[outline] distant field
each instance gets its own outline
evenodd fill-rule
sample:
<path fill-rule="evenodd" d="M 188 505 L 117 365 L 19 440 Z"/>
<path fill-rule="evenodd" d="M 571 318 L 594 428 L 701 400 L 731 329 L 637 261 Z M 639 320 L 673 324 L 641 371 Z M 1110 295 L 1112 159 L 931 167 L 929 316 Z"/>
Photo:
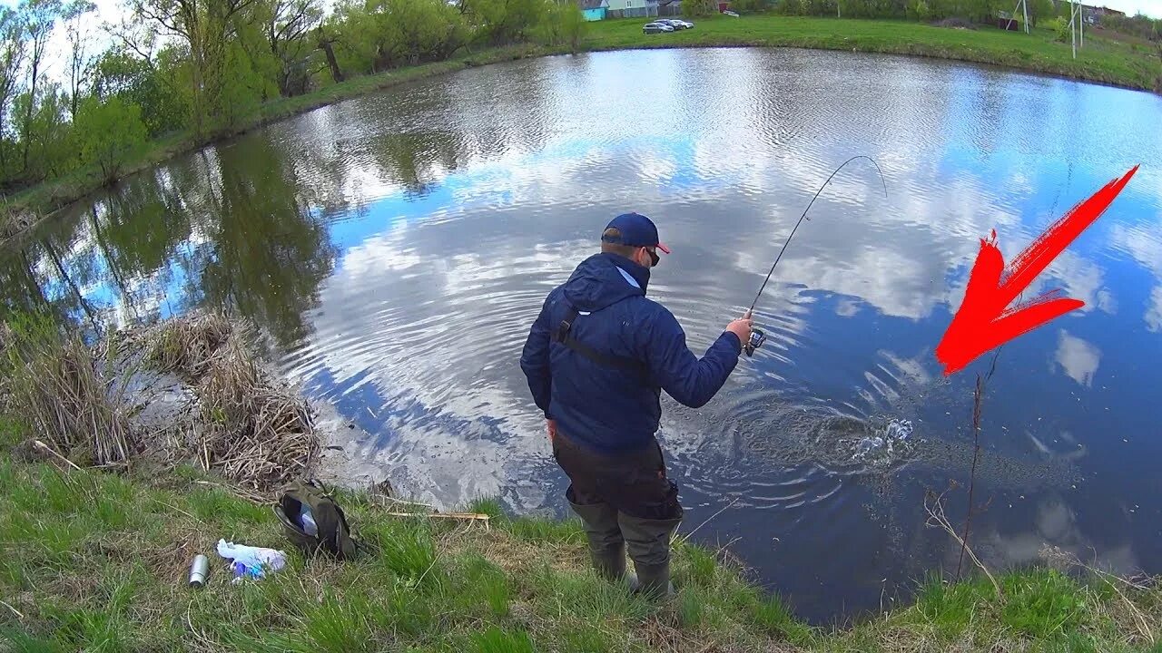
○ ○ ○ ○ ○ ○ ○
WHAT THE TASK ASKS - Put every line of the entries above into a numbered list, leaving out blank lines. Leave the pictures out of your list.

FULL RESPONSE -
1. [outline] distant field
2. each instance gets its own outline
3. evenodd fill-rule
4. sample:
5. <path fill-rule="evenodd" d="M 188 505 L 117 365 L 19 440 Z"/>
6. <path fill-rule="evenodd" d="M 571 318 L 594 428 L 701 400 L 731 329 L 637 261 Z M 639 320 L 673 324 L 641 371 Z M 1110 295 L 1112 159 L 931 167 L 929 316 Z"/>
7. Photo:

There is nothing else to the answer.